Text to read
————————

Play Live Radio
Next Up:
0:00 0:00
Available On Air Stations

BNSF Settlement Could Stop Coal From Falling Off Railcars

Elaine Thompson
AP Photo / file
A train hauling coal to British Columbia heads north out of downtown Seattle Tuesday afternoon, May 29, 2012.

The recent settlement of a lawsuit alleging that coal trains are polluting waterways in Washington and Oregon secured $1 million for mitigation projects.  BNSF has also agreed to pay for cleanup of spilled coal in five sites along the Columbia River Gorge.

But the watchdog groups behind the suit say the court’s order for a study of the use of physical covers for coal and petroleum coke trains may have the most impact.   

Seven environmental groups, including the Sierra Club and Columbia River Keeper, first brought the suit four years ago, seeking damages of $4.6 trillion. That was based on what they thought were appropriate fines for repeat violations of the Clean Water Act as BNSF coal trains traveled alongside Washington’s waterways over a five-year period. 

However, Chris Wilke with the Puget Soundkeeper Alliance says it was never really about the money. Their aim was to stop the pollution.

“The best solution is to end the discharge completely. And that involves covering the cars,” Wilke said.

BNSF admits no wrongdoing in the settlement. The company says right now, it has the best technology available to keep as much coal and petroleum coke dust as possible from spilling as it moves down the track. It loads cars at the mines in the shape of a loaf of bread and then sprays the coal in place with a glue-like topping agent.

Two years ago, BNSF added a respraying facility in Pasco, Wash., to give added protection as the trains enter the state and head through the Columbia River Gorge toward the West Coast. The company has a YouTube video of the respraying facility on its web site.

————————

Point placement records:
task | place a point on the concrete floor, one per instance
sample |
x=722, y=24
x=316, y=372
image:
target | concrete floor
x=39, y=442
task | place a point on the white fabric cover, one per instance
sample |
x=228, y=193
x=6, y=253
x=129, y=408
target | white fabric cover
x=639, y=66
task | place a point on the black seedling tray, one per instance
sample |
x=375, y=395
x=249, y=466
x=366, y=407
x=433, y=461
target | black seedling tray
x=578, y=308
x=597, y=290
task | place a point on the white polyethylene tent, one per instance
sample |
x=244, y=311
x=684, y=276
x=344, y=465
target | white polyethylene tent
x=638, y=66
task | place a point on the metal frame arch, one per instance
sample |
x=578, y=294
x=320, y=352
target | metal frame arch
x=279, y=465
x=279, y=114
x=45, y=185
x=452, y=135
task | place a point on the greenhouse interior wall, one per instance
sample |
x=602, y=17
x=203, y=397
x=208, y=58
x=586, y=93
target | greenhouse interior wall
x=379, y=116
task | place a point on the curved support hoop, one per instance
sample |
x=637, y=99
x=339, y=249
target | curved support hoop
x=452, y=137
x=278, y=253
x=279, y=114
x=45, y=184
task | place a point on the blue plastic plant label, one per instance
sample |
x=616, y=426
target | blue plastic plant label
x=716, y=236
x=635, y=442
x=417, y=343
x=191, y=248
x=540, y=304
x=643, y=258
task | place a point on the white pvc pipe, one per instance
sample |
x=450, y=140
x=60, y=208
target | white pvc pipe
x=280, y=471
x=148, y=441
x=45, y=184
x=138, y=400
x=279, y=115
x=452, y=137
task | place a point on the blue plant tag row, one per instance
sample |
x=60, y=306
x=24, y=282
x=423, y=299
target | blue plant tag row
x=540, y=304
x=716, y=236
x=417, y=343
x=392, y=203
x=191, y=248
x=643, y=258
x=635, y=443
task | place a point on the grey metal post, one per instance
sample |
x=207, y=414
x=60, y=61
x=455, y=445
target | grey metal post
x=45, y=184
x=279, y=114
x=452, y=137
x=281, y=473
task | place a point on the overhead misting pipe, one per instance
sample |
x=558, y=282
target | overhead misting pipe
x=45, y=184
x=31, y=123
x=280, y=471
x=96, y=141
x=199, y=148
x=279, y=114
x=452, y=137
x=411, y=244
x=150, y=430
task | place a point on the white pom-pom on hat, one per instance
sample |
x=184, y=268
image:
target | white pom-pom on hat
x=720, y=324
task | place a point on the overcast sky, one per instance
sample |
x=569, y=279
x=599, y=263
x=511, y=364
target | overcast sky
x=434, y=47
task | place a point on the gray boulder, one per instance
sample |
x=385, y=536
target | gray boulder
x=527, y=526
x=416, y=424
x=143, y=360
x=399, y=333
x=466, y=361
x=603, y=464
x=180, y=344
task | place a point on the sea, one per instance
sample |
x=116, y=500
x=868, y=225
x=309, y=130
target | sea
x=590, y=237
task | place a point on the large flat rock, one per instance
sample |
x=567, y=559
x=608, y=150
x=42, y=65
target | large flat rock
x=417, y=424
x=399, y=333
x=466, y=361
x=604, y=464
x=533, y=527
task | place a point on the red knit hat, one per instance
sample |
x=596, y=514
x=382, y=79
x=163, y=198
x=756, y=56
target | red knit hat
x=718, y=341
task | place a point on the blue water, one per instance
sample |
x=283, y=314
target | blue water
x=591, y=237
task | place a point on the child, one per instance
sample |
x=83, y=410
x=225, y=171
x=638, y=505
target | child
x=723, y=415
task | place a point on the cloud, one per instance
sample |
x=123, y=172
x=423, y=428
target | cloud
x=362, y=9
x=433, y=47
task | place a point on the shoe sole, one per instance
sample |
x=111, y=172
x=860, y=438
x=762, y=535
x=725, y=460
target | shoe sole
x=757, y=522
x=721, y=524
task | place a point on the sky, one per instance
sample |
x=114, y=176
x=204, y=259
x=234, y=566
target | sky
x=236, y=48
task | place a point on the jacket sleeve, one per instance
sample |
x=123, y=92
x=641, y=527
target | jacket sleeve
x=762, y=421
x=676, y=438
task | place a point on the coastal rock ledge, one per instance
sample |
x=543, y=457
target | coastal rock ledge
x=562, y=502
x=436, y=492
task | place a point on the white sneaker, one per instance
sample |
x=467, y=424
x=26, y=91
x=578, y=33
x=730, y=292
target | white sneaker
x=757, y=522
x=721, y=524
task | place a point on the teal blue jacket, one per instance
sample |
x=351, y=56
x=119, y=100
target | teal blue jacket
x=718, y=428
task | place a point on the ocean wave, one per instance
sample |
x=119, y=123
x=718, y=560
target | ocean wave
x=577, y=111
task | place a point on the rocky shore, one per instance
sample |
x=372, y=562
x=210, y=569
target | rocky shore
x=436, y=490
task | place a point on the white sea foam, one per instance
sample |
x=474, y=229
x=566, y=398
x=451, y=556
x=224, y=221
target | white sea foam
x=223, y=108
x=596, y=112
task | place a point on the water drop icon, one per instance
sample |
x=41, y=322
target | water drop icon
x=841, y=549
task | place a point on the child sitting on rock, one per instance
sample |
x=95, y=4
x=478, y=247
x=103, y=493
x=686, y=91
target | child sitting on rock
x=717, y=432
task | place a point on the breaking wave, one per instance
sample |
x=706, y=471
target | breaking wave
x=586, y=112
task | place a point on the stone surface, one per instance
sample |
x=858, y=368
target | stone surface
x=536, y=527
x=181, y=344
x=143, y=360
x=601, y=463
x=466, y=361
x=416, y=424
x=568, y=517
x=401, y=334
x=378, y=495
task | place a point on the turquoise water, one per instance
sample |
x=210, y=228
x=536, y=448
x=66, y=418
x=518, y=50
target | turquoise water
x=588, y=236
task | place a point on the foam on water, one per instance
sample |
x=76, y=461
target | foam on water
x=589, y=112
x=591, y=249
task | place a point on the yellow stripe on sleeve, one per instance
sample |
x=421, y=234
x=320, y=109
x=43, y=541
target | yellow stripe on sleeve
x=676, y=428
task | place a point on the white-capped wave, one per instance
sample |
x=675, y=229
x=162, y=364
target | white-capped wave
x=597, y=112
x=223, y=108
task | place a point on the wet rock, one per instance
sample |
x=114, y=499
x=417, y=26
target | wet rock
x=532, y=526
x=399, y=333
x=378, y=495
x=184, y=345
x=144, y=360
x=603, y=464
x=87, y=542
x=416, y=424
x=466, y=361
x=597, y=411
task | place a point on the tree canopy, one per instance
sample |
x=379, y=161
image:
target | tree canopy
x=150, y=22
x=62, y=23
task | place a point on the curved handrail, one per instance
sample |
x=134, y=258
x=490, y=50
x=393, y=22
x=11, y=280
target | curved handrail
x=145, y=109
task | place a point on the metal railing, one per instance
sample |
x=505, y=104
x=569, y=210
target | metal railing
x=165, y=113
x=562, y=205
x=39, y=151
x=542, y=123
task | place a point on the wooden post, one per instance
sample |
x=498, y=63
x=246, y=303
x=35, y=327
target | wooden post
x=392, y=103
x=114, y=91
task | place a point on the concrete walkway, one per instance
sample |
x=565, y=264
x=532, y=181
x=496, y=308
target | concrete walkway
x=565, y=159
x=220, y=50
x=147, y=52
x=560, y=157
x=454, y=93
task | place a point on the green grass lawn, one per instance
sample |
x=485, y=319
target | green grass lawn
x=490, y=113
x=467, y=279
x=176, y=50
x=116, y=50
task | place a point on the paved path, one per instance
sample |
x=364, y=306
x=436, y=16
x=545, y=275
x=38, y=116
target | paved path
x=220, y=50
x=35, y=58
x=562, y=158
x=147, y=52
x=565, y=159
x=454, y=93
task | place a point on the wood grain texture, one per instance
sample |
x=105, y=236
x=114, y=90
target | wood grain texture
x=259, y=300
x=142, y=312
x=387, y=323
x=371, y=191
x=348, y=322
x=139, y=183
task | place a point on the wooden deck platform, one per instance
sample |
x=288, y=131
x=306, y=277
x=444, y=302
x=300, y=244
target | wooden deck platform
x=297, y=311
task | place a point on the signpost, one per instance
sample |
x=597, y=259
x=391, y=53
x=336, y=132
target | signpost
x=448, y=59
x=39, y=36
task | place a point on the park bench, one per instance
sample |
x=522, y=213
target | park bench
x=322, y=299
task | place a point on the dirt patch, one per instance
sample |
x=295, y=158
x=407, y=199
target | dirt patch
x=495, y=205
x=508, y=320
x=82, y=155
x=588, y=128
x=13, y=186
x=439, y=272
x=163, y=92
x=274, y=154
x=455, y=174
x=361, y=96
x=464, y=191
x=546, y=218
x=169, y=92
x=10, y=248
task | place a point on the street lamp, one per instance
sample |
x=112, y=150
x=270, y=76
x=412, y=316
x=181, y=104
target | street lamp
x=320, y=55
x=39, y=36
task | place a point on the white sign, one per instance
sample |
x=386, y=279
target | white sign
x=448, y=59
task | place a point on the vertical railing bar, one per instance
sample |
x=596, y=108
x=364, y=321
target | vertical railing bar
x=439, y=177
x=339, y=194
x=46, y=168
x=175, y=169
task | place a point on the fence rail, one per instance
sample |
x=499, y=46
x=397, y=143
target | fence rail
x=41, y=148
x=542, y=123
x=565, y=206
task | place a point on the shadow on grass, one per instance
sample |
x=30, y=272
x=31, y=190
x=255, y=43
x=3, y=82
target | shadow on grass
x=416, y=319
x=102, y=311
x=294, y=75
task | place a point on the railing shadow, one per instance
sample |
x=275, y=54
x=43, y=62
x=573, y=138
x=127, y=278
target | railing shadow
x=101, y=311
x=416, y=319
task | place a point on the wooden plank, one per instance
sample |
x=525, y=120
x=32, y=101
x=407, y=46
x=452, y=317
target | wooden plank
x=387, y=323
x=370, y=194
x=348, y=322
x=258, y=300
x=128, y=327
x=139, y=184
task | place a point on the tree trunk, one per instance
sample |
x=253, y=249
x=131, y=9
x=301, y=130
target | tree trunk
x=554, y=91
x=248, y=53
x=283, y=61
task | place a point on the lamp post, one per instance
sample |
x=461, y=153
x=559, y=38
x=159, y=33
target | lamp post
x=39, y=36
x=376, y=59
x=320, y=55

————————

Written task 1
Using the coal train article above, say whether each statement agrees with it: (a) seven environmental groups brought the lawsuit, (b) BNSF admitted wrongdoing in the settlement, (c) BNSF's respraying facility is in Pasco. Answer yes or no for each and quote the words that decide it.
Written task 2
Rename "respraying facility" as "spray station" in the coal train article, writing out everything from "BNSF admits no" down to "its web site." with that change.

Exercise solution 1
(a) Yes: "Seven environmental groups, including the Sierra Club and Columbia River Keeper, first brought the suit four years ago"
(b) No: "BNSF admits no wrongdoing in the settlement."
(c) Yes: "BNSF added a respraying facility in Pasco, Wash."

Exercise solution 2
BNSF admits no wrongdoing in the settlement. The company says right now, it has the best technology available to keep as much coal and petroleum coke dust as possible from spilling as it moves down the track. It loads cars at the mines in the shape of a loaf of bread and then sprays the coal in place with a glue-like topping agent.

Two years ago, BNSF added a spray station in Pasco, Wash., to give added protection as the trains enter the state and head through the Columbia River Gorge toward the West Coast. The company has a YouTube video of the spray station on its web site.